[Tasks and exercises]
(a) According to the passage on floating point numbers, how many bits hold the exponent in a 32-bit float?
(b) Update the passage on floating point numbers between "The most common" and "image on Wikipedia.", inclusive, so that "significand" stands in place of "fraction".

[Source text]
"""

Many of the columns containing astronomical data will contain floating point numbers (those that aren’t an integer, like \(1.23\) or \(4.56\times10^{-7}\)). However, printing (for human readability) of floating point numbers has some intricacies that we will explain in this section. For a basic introduction to different types of integers or floating points, see Numeric data types.
It may be tempting to simply use 64-bit floating points all the time and avoid this section over all. But have in mind that compared to 32-bit floating point type, a 64-bit floating point type will consume double the storage, double the RAM and will take almost double the time for processing. So when the statistical precision of your numbers is less than that offered by 32-bit floating point precision, it is much better to store them in this format.
Within almost all commonly used CPUs of today, numbers (including integers or floating points) are stored in binary base-2 format (where the only digits that can be used to represent the number are 0 and 1). However, we (humans) are use to numbers in base-10 (where we have 10 digits: 0, 1, 2, 3, 4, 5, 6, 7, 8, 9). For integers, there is a one-to-one correspondence between a base-2 and base-10 representation. Therefore, converting a base-10 integer (that you will be giving as an option value when running a Gnuastro program, for example) to base-2 (that the computer will store in memory), or vice-versa, will not cause any loss of information for integers.
The problem is that floating point numbers don’t have such a one-to-one correspondence between the two notations. The full discussion on how floating point numbers are stored in binary format is beyond the scope of this book. But please have a look at the corresponding Wikipedia article to get a rough feeling about the complexity. Of course, if you are interested in the details, that Wikipedia article should be a good starting point for further reading.
The most common convention for storing floating point numbers in digital storage is IEEE Standard for Floating-Point Arithmetic; IEEE 754. In short, the full width (in bits) assigned to that type (for example the 32 bits allocated for 32-bit floating point types) is divided into separate components: The first bit is the “sign” (specifying if the number is negative or positive). In 32-bit floats, the next 8 bits are the “exponent” and finally (again, in 32-bit floats), the “fraction” is stored in the next 23 bits. For example see this image on Wikipedia.

"""

[Extracted material]
"""

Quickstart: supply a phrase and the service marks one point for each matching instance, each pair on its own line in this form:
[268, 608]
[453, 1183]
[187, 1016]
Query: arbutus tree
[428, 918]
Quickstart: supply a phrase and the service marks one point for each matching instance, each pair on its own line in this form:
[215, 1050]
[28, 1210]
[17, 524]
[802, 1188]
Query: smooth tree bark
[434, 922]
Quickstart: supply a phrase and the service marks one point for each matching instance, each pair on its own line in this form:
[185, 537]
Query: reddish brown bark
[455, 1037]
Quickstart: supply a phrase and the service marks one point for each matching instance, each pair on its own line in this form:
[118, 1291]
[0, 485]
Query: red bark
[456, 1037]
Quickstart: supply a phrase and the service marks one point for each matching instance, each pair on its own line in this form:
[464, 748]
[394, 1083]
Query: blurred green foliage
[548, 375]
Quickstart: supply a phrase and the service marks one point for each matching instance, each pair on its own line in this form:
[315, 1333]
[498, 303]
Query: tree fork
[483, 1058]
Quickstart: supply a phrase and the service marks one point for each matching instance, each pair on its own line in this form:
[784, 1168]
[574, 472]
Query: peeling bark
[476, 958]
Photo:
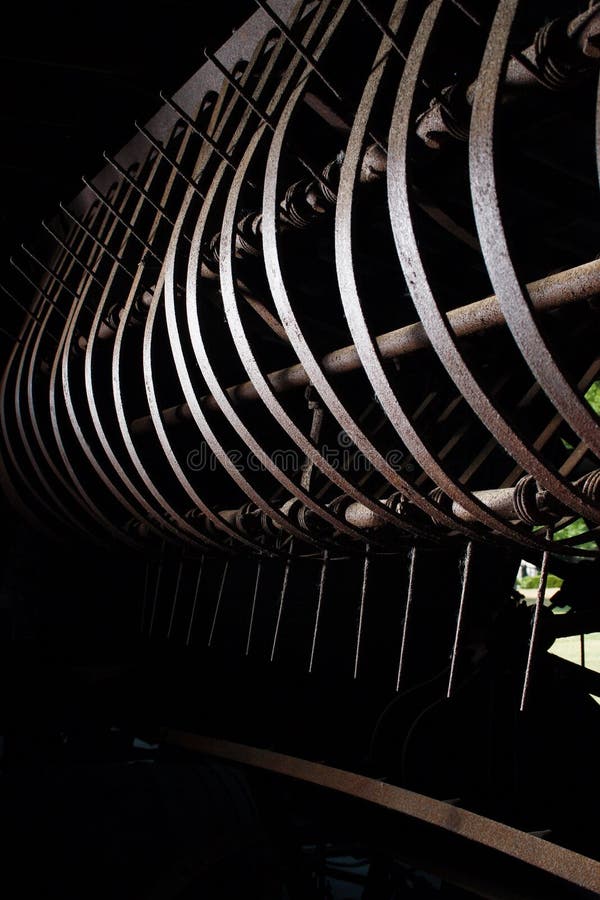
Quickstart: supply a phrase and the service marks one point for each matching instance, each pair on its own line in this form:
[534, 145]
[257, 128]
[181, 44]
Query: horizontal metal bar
[552, 292]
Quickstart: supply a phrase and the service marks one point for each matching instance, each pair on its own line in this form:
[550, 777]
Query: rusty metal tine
[541, 594]
[286, 574]
[253, 607]
[175, 597]
[70, 251]
[167, 158]
[361, 609]
[194, 602]
[120, 218]
[37, 287]
[199, 131]
[138, 187]
[159, 572]
[407, 611]
[324, 563]
[298, 47]
[460, 618]
[97, 241]
[218, 603]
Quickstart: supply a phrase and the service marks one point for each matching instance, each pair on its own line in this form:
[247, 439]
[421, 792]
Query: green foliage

"""

[Task results]
(a) 8 bits

(b)
The most common convention for storing floating point numbers in digital storage is IEEE Standard for Floating-Point Arithmetic; IEEE 754. In short, the full width (in bits) assigned to that type (for example the 32 bits allocated for 32-bit floating point types) is divided into separate components: The first bit is the “sign” (specifying if the number is negative or positive). In 32-bit floats, the next 8 bits are the “exponent” and finally (again, in 32-bit floats), the “significand” is stored in the next 23 bits. For example see this image on Wikipedia.